[EXERCISE INSTRUCTIONS]
From the entries that follow, copy exactly the lines beginning at the line holding "For every <instance>, write" and continuing through the line holding "positive clicks: (347, 68)".

======== INPUT MATERIAL

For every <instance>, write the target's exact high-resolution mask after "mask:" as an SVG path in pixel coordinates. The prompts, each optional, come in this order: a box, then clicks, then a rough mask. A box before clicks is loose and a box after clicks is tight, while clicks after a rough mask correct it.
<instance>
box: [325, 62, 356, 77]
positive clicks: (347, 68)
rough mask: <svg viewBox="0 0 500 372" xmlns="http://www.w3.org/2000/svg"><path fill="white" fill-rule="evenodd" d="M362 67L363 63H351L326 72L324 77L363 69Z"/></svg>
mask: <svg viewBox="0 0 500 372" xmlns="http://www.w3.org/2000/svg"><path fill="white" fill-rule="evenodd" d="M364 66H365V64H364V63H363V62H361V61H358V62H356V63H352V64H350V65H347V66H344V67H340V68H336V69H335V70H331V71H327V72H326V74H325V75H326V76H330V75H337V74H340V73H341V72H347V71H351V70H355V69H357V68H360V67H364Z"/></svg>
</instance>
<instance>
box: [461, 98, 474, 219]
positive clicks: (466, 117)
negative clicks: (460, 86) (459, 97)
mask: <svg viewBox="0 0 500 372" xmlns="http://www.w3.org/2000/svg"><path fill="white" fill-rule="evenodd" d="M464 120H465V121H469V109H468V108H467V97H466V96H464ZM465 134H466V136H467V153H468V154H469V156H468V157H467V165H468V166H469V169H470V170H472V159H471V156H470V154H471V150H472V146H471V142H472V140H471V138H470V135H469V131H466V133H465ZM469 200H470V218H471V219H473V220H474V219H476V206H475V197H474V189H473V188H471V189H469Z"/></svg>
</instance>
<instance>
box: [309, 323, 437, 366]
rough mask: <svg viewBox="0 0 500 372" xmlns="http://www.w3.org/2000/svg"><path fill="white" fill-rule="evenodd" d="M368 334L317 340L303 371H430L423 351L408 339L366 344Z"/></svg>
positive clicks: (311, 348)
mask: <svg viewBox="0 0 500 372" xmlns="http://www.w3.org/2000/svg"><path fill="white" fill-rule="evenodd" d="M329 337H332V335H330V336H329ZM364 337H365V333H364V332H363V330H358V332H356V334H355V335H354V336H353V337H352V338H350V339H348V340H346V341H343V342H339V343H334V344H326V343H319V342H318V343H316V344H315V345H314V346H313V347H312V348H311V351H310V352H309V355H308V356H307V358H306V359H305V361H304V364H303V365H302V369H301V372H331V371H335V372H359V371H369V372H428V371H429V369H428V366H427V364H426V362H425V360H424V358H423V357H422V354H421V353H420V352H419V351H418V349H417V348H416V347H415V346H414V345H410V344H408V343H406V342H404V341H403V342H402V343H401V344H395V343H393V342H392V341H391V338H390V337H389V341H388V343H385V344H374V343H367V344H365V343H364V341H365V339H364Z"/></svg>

================
======== INPUT MATERIAL

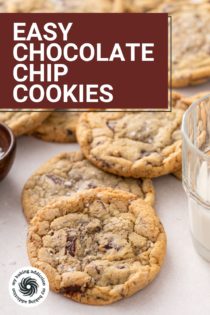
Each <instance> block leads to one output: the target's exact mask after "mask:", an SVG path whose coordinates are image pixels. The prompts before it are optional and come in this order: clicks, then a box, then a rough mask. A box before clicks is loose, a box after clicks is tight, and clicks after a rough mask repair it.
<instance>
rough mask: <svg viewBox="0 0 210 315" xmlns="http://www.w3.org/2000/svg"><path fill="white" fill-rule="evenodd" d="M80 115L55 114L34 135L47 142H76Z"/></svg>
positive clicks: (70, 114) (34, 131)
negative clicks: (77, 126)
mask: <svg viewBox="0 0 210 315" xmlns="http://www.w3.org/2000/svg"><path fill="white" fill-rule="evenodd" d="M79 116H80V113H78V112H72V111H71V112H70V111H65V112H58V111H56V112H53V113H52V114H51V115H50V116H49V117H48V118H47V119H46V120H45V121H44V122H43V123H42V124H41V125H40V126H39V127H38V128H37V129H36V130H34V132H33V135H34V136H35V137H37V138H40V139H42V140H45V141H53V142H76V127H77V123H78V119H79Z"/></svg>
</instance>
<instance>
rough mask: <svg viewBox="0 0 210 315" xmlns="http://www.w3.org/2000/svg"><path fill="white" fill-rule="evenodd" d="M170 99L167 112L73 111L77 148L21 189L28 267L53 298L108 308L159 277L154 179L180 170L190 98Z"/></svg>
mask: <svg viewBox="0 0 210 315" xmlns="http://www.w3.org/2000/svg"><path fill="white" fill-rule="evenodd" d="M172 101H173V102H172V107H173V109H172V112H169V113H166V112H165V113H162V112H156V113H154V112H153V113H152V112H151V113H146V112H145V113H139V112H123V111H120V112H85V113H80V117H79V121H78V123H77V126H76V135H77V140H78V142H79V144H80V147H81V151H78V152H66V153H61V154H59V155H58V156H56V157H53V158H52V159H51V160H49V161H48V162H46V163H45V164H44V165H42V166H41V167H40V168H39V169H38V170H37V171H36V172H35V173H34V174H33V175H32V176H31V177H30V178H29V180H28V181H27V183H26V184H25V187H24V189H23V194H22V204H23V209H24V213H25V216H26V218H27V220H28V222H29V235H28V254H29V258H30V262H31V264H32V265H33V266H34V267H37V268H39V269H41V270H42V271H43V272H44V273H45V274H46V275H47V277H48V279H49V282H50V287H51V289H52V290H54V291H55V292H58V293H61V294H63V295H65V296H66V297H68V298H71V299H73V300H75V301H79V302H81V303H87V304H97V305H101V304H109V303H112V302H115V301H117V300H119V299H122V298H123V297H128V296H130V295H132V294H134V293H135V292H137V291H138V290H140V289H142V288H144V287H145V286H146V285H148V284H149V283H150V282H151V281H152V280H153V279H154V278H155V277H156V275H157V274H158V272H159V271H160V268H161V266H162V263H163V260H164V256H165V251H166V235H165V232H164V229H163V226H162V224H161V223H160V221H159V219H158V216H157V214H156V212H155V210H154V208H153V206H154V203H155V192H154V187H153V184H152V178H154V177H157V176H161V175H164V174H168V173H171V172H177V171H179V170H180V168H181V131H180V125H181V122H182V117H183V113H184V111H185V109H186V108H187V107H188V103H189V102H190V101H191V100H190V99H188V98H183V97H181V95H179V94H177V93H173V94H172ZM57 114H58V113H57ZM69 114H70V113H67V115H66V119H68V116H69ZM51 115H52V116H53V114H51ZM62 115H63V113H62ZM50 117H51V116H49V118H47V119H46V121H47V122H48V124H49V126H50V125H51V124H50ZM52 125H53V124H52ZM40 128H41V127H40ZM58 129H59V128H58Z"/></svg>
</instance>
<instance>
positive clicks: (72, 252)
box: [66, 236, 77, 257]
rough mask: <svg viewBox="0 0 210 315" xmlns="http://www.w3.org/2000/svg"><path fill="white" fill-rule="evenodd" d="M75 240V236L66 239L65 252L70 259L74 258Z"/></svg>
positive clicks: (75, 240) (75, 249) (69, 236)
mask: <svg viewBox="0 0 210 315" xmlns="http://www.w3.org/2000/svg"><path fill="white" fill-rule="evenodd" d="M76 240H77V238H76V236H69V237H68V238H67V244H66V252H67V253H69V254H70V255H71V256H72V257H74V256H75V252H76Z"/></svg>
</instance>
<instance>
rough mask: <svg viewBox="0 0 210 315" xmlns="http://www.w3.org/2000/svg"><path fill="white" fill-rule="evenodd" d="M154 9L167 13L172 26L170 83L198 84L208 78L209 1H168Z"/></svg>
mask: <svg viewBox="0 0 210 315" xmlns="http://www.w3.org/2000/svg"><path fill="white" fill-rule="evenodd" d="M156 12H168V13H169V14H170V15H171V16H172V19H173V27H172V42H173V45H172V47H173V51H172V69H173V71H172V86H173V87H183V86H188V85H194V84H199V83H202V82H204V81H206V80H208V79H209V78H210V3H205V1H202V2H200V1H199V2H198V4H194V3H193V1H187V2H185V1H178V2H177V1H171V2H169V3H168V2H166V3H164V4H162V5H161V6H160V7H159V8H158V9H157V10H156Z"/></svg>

================

[RESPONSE FOR THIS EXERCISE]
For every <instance>, write the target's exact high-resolution mask after "mask:" as an SVG path in pixel coordinates. The prompts, each optional, come in this order: a box, then clicks, then a rough mask. A box before clicks is loose and a box after clicks is tight, while clicks after a rough mask correct it.
<instance>
box: [325, 62, 356, 77]
positive clicks: (347, 68)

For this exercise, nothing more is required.